== Consegne ==
a – Che cosa dice il testo sulla quarantena su questi punti?
(i) Qual è il vero e unico senso della quarantena?
(ii) Quante settimane di domiciliari restano ancora?
(iii) Quali professori saranno curiosi di leggere idee nuove in merito?
b – Puoi riportare senza modifiche il passo del testo sulla quarantena che comincia con "[Tante parole tagliate" e prosegue fino a "si trova la vittima umana."?

== Testo di partenza ==
-*-*-
Nel frattempo, però, i laureandi intenzionati a produrre qualcosa di veramente originale e attuale possono ispirarsi al problema più noto al mondo ed esercitarsi nell’ipotizzare una normativa applicabile allo stato d’emergenza epidemiologico compatibile con sistema giuridico italiano e/o comunitario. Sono sicuro che anche i professori più critici verso le ambizioni scientifiche studentesche saranno curiosi di leggere delle idee nuove in merito.


A favore del categorico

[Tante parole tagliate dalla censura], ancora tre settimane dei domiciliari e due progetti persi.
Il grande paradosso che abbiamo scoperto nelle ultime settimane è: la quarantena serve perché quasi nessuno capisce a cosa serve.
E i primi a non capirlo sono tutti quei personaggi che hanno fatto i fighi davanti a una webcam (o una tastiera) urlando «state a casa!». Perché il vero e unico senso della quarantena è quello di impedire alle persone di incontrarsi diffondendo il virus. Una camminata o corsa solitaria non va contro il senso della quarantena perché se il virus fosse capace di viaggiare via l’aria a lunghe distanze, entrerebbe benissimo anche nelle case dove siamo chiusi da oltre un mese. Entrerebbe senza distinguere da quale parte della finestra si trova la vittima umana.
Le menti fortemente alternative sono pure riuscite a partorire una logica particolarmente perversa: «se ti fai male correndo, finisci al pronto soccorso e passi il coronavirus agli altri infortunati / malati / medici» (oppure te lo prendi tu). Por** ***, ma allora evitiamo anche di fare la doccia (per non cadere scivolando), cucinare (per non tagliarci una mano), prelevare i libri dai ripiani alti (per non farci cadere in testa qualche volume pesante), vedere i film horror (per non avere un attacco cardiaco), andare a letto con altre persone (non vi racconto quali infortuni capitano) etc. etc…
Allo stesso tempo, però, dobbiamo riconoscere che molte persone non sono capaci di esercitare le proprie attività quotidiane con moderazione, adeguandole alle condizioni di epidemia. Così, per esempio, certi ignoranti amanti dello sport si sarebbero comunque fermati a salutare gli amici, conoscenti o vicini di casa incontrati, in alcune situazioni non sarebbero riusciti a evitare le zone di affollamento di altri «solitari» in giro per le città. E quindi ci sia pure qualche forma di quarantena.
-*-*-
Voci salvate
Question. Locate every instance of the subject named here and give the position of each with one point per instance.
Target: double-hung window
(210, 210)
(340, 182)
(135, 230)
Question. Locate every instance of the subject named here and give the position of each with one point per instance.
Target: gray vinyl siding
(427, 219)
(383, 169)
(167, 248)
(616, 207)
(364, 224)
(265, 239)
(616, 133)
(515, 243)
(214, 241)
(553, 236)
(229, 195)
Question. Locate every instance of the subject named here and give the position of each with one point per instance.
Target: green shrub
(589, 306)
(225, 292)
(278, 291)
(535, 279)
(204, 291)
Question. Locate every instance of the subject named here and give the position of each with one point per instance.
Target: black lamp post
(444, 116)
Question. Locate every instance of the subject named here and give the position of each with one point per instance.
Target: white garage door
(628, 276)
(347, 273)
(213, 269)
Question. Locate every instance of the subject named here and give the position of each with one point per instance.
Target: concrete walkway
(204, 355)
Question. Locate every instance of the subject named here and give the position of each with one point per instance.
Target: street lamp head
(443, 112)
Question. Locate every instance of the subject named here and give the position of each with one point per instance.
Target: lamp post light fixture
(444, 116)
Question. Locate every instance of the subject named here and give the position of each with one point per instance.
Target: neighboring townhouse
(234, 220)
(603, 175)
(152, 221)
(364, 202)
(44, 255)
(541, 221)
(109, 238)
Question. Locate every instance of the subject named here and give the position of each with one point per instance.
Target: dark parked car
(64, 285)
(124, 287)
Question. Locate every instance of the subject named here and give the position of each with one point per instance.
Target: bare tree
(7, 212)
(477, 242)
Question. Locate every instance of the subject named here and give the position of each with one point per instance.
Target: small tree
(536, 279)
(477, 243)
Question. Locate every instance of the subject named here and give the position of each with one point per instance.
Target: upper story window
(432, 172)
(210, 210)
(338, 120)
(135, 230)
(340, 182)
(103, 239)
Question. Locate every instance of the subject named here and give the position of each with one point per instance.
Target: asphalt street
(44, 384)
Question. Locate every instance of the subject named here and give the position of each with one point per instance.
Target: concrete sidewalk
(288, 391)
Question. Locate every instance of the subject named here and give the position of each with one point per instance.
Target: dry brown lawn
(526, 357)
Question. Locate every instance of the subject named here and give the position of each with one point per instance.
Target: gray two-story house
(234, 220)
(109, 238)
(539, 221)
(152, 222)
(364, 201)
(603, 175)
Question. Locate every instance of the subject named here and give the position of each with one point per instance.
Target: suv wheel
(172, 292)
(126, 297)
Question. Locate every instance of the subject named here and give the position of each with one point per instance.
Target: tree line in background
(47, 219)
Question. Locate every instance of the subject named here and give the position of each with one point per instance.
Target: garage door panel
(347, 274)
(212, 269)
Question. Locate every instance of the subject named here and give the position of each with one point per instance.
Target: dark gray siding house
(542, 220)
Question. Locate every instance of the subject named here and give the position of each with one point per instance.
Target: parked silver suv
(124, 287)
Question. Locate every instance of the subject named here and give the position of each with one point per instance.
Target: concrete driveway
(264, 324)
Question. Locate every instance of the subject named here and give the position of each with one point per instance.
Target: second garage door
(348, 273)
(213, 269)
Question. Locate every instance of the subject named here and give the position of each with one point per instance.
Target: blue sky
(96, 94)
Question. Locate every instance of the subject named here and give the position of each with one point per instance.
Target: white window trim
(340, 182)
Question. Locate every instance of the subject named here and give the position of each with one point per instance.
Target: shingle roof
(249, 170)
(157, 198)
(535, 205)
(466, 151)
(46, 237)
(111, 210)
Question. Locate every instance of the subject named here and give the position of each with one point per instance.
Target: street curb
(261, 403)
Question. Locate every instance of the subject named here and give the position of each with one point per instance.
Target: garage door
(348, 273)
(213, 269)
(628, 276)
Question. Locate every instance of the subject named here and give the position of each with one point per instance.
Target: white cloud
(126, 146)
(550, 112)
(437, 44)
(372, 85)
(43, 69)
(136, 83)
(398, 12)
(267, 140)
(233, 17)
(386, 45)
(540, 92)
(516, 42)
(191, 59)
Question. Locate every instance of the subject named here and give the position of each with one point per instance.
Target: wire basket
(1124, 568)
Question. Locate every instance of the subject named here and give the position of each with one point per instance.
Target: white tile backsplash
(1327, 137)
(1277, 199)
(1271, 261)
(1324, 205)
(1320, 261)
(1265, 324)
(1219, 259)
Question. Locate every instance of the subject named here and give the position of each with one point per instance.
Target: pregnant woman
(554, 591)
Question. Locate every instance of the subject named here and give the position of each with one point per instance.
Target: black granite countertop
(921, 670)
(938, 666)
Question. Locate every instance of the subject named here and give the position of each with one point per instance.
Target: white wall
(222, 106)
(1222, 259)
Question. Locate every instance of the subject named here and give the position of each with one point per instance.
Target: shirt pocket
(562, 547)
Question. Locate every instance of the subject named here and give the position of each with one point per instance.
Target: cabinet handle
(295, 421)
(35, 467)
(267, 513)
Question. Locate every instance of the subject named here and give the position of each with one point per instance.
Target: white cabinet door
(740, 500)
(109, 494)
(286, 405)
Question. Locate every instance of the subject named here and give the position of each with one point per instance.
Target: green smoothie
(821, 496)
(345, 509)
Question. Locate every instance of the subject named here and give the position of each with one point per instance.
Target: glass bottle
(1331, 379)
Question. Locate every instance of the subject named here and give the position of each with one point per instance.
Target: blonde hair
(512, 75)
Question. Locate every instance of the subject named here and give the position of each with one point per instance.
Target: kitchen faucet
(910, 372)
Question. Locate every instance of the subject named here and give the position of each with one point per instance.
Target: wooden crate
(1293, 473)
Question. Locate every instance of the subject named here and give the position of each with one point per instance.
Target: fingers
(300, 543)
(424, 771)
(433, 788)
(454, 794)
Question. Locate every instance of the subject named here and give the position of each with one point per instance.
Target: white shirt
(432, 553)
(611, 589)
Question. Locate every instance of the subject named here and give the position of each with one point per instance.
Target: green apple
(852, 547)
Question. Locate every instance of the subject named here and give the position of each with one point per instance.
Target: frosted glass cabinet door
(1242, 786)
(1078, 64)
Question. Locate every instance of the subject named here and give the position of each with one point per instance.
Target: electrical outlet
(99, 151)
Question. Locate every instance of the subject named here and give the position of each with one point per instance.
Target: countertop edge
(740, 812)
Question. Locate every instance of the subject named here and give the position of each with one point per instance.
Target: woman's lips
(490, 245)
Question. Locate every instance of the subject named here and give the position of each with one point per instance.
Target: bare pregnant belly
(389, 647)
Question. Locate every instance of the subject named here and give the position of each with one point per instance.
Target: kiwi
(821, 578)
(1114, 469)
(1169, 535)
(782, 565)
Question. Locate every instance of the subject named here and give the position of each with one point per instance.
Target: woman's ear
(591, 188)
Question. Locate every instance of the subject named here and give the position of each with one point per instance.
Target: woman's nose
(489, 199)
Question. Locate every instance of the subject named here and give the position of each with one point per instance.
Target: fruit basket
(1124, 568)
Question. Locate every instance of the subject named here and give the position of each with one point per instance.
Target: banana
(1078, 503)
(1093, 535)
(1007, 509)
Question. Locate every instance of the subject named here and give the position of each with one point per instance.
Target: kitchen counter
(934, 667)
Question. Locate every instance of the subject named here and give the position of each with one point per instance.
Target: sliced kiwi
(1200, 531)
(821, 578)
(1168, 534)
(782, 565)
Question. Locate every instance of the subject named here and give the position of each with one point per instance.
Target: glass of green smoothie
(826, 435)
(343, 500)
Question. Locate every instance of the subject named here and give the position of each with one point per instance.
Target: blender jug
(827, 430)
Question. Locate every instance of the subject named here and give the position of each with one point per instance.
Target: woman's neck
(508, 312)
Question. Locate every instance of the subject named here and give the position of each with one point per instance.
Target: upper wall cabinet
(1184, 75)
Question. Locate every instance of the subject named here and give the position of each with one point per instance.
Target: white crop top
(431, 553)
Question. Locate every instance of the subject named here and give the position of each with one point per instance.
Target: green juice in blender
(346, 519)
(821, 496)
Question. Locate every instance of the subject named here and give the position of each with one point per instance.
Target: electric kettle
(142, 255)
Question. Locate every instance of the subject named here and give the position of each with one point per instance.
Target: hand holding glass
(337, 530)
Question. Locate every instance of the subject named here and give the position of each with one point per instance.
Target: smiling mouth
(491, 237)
-*-*-
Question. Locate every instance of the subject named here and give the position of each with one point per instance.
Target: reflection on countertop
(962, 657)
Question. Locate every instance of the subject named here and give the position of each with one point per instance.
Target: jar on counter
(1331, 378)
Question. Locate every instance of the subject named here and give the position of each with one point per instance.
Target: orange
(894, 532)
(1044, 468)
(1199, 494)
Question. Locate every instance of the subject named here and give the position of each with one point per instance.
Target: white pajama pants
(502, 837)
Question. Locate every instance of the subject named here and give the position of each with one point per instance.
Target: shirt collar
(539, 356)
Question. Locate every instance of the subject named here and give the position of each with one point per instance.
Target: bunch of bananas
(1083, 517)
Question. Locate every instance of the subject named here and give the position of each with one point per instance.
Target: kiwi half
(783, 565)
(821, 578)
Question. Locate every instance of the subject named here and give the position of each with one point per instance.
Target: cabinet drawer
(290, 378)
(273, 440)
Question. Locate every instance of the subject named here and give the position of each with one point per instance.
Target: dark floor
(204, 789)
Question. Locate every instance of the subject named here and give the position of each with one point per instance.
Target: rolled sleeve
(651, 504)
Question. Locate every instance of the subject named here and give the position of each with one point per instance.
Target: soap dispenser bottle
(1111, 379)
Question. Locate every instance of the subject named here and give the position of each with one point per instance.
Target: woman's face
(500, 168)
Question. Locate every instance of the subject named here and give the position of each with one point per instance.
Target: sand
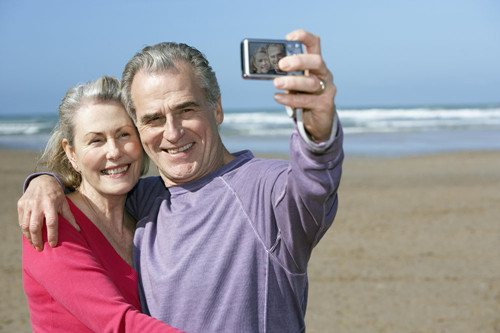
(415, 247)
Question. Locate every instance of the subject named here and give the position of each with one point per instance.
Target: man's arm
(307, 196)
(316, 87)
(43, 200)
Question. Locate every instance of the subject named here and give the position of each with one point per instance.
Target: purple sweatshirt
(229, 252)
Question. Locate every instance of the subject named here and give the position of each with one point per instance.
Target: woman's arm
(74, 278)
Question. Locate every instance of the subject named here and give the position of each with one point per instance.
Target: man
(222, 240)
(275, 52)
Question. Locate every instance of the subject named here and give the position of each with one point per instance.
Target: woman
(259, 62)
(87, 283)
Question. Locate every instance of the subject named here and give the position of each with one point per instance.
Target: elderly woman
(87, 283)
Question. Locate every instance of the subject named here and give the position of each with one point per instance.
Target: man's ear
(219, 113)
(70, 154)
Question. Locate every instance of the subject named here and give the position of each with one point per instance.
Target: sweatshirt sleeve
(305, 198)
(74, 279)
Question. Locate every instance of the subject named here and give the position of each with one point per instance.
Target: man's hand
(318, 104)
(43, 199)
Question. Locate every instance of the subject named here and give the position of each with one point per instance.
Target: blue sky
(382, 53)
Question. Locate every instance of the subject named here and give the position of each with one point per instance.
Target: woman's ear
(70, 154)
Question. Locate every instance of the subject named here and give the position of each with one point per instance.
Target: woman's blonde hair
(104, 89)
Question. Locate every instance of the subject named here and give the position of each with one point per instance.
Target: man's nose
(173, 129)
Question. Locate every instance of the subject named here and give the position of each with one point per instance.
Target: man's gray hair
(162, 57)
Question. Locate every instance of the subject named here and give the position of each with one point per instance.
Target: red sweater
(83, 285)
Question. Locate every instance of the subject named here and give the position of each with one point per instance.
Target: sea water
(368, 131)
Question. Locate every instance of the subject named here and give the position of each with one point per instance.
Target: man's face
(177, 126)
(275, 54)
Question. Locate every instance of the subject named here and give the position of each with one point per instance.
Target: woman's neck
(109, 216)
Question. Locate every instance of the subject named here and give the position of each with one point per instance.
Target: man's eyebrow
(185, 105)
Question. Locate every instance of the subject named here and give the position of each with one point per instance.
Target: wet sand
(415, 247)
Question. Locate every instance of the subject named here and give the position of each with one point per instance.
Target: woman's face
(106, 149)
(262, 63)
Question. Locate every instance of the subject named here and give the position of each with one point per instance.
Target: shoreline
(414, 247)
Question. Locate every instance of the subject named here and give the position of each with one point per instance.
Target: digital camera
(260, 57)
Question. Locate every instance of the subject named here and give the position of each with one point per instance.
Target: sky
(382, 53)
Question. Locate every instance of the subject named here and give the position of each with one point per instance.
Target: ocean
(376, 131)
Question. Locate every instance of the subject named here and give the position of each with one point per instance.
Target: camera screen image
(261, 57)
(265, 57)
-*-*-
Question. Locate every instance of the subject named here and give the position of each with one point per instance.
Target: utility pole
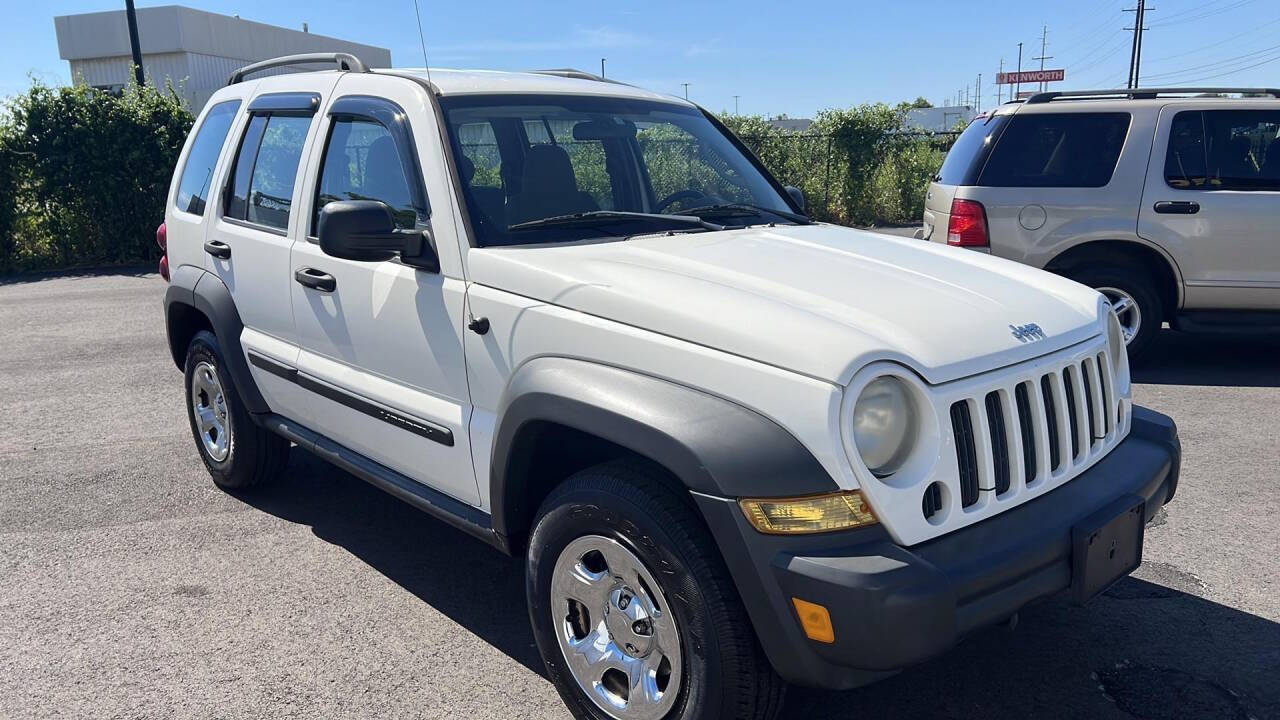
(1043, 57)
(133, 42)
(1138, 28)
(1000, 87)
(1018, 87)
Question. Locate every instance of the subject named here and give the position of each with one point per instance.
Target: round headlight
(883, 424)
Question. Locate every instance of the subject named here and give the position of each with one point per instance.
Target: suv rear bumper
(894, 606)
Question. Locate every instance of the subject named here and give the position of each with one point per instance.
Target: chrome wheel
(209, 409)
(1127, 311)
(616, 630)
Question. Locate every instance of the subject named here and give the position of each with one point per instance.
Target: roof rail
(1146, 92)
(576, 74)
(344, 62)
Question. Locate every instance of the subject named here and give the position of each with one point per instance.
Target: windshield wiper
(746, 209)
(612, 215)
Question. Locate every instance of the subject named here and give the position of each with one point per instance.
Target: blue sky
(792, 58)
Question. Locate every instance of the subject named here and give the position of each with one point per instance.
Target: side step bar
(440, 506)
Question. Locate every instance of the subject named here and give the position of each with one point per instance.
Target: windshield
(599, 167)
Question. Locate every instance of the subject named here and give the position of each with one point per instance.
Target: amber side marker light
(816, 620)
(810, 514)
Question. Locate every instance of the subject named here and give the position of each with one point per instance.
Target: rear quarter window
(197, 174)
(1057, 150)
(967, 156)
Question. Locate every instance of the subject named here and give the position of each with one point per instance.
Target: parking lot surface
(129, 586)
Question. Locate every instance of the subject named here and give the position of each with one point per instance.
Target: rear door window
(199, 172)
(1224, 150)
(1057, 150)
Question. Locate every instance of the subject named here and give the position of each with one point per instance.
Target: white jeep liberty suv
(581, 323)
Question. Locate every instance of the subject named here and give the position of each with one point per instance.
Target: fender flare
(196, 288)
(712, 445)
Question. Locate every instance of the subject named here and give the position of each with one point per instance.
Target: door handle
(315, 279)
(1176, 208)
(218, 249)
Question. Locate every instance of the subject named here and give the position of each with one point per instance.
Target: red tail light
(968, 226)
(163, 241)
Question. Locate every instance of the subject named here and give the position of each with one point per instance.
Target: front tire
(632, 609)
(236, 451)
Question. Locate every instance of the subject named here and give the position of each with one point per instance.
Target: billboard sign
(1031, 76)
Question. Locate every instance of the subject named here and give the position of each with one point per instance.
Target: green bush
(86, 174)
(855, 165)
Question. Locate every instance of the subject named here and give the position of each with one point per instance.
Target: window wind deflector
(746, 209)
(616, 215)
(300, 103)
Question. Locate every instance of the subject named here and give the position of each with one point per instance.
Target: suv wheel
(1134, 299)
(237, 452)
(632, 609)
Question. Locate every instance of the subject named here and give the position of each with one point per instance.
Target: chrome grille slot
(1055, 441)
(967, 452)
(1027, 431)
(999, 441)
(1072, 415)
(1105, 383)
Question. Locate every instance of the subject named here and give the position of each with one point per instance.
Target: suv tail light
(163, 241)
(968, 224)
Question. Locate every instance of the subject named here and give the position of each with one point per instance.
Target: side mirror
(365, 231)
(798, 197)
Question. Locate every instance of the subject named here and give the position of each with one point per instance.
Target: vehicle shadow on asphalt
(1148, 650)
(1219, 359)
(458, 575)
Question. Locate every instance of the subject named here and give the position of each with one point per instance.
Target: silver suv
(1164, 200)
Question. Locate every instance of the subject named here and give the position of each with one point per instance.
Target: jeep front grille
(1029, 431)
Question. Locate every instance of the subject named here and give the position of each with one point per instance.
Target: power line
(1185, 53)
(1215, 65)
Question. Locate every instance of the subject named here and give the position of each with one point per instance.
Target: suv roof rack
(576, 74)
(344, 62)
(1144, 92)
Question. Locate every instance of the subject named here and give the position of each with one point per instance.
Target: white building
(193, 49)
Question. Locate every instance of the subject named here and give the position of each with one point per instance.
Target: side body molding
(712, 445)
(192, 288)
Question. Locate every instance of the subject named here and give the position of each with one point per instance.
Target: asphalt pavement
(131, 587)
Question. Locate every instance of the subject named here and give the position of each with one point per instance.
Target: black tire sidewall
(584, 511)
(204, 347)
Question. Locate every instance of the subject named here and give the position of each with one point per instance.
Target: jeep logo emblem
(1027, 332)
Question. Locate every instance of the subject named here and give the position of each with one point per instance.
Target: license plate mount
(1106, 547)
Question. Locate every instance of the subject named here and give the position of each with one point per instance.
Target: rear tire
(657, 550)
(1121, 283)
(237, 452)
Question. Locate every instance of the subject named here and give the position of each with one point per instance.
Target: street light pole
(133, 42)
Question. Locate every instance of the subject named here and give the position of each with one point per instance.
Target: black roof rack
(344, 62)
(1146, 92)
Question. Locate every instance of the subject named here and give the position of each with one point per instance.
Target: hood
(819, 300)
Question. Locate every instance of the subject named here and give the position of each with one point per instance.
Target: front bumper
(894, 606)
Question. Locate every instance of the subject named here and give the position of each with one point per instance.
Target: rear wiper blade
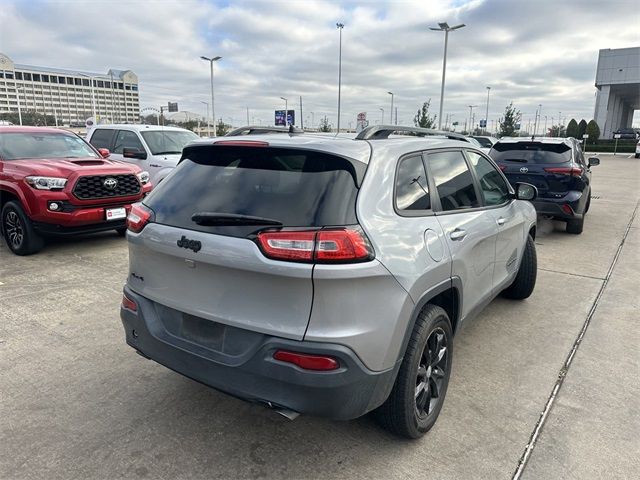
-*-*-
== Esercizio svolto ==
a –
(i) Impedire alle persone di incontrarsi diffondendo il virus.
(ii) Tre settimane.
(iii) Anche i professori più critici verso le ambizioni scientifiche studentesche.

b –
[Tante parole tagliate dalla censura], ancora tre settimane dei domiciliari e due progetti persi.
Il grande paradosso che abbiamo scoperto nelle ultime settimane è: la quarantena serve perché quasi nessuno capisce a cosa serve.
E i primi a non capirlo sono tutti quei personaggi che hanno fatto i fighi davanti a una webcam (o una tastiera) urlando «state a casa!». Perché il vero e unico senso della quarantena è quello di impedire alle persone di incontrarsi diffondendo il virus. Una camminata o corsa solitaria non va contro il senso della quarantena perché se il virus fosse capace di viaggiare via l’aria a lunghe distanze, entrerebbe benissimo anche nelle case dove siamo chiusi da oltre un mese. Entrerebbe senza distinguere da quale parte della finestra si trova la vittima umana.